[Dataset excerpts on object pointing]

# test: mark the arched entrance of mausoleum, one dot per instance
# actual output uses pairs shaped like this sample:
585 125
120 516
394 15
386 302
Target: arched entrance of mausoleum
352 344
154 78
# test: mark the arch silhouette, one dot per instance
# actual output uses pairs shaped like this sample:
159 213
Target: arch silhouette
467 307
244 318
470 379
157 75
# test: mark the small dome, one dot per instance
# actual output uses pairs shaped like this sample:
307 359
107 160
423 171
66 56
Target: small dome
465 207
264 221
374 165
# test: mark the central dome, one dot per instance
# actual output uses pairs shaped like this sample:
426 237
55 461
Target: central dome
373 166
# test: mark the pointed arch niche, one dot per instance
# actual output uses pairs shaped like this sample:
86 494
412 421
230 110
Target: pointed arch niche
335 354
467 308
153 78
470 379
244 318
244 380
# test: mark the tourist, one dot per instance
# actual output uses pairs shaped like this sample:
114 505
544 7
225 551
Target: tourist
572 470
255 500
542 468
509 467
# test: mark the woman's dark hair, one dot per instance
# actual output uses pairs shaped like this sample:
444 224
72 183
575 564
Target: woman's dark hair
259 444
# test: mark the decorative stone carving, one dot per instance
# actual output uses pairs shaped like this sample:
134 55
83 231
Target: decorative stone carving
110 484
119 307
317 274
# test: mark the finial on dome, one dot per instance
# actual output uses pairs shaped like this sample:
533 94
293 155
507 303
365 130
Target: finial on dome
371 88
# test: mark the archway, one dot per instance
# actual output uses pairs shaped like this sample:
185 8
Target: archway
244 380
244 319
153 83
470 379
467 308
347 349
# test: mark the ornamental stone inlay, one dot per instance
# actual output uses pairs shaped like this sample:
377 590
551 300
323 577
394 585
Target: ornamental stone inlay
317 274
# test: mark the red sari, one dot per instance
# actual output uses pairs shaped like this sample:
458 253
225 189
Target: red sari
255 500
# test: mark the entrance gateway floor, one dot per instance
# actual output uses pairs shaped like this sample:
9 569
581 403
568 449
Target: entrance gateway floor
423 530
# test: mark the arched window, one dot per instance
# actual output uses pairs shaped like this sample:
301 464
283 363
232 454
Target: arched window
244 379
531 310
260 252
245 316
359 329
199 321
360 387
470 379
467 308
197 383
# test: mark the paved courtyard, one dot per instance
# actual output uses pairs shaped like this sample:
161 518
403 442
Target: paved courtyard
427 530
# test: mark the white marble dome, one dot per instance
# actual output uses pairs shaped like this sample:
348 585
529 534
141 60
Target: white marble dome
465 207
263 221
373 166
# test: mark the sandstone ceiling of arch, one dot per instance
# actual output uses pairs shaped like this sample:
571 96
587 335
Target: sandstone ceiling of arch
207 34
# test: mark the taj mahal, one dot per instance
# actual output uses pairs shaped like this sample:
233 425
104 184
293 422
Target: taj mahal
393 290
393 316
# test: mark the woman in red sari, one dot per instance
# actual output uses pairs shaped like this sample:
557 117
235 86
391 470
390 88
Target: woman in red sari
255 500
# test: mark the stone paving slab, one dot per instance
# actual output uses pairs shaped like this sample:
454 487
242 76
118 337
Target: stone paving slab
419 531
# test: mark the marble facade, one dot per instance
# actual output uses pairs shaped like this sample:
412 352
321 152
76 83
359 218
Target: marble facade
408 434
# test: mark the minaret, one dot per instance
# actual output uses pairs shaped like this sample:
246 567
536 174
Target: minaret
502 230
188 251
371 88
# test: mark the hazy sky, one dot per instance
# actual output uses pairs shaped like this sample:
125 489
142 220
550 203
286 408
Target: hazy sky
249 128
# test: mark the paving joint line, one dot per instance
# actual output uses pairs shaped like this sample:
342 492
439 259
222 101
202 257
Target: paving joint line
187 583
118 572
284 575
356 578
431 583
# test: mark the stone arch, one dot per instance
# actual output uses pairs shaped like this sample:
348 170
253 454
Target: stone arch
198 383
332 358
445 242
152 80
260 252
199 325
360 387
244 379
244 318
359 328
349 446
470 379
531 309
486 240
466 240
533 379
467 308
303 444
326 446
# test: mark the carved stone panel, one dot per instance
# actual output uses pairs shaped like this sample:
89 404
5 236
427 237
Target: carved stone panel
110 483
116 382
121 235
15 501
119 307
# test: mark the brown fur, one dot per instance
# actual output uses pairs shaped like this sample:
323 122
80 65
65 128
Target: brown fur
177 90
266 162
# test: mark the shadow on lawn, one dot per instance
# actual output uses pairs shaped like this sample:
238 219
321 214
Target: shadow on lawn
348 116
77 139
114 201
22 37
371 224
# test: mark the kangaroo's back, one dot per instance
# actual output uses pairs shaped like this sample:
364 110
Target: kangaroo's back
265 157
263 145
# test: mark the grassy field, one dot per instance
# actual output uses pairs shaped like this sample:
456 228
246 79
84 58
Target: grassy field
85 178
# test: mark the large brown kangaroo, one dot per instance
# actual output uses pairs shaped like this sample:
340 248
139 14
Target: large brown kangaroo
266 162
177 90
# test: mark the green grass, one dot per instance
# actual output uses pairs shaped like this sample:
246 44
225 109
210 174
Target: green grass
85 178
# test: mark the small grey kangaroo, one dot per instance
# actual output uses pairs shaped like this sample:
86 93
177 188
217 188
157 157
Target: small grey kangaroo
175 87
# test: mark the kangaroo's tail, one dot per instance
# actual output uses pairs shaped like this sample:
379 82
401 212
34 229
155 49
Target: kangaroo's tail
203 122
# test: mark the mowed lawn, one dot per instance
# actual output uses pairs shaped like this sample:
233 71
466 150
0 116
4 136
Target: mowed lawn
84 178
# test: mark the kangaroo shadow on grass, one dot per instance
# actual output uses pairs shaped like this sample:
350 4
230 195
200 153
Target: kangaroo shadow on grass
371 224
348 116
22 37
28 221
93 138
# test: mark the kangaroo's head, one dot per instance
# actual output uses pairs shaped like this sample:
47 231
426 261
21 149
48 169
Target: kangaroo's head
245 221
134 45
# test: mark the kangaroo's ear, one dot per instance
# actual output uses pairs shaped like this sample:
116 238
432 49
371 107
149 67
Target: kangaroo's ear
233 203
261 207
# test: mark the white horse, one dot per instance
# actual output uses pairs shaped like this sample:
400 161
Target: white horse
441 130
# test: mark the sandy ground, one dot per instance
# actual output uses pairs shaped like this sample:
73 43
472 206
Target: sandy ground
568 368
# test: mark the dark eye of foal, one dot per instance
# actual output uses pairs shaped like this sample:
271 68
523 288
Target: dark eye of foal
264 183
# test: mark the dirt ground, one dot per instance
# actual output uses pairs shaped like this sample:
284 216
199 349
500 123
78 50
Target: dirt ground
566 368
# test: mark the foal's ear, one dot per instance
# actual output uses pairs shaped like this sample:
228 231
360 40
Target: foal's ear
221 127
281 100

**Requirement**
Write out the data verbatim, beginning at the line containing "# test: mark the dirt" and continuing through the final line of the data.

**Answer for this exercise**
# test: mark the dirt ground, one dot per instance
# actual output uses pairs shaped like this sample:
284 216
199 349
500 123
78 50
Target: dirt ground
566 368
# test: mark the foal's ear, one dot per instance
# actual output uses pairs shaped like this sample:
228 231
360 40
Target: foal's ear
221 127
281 100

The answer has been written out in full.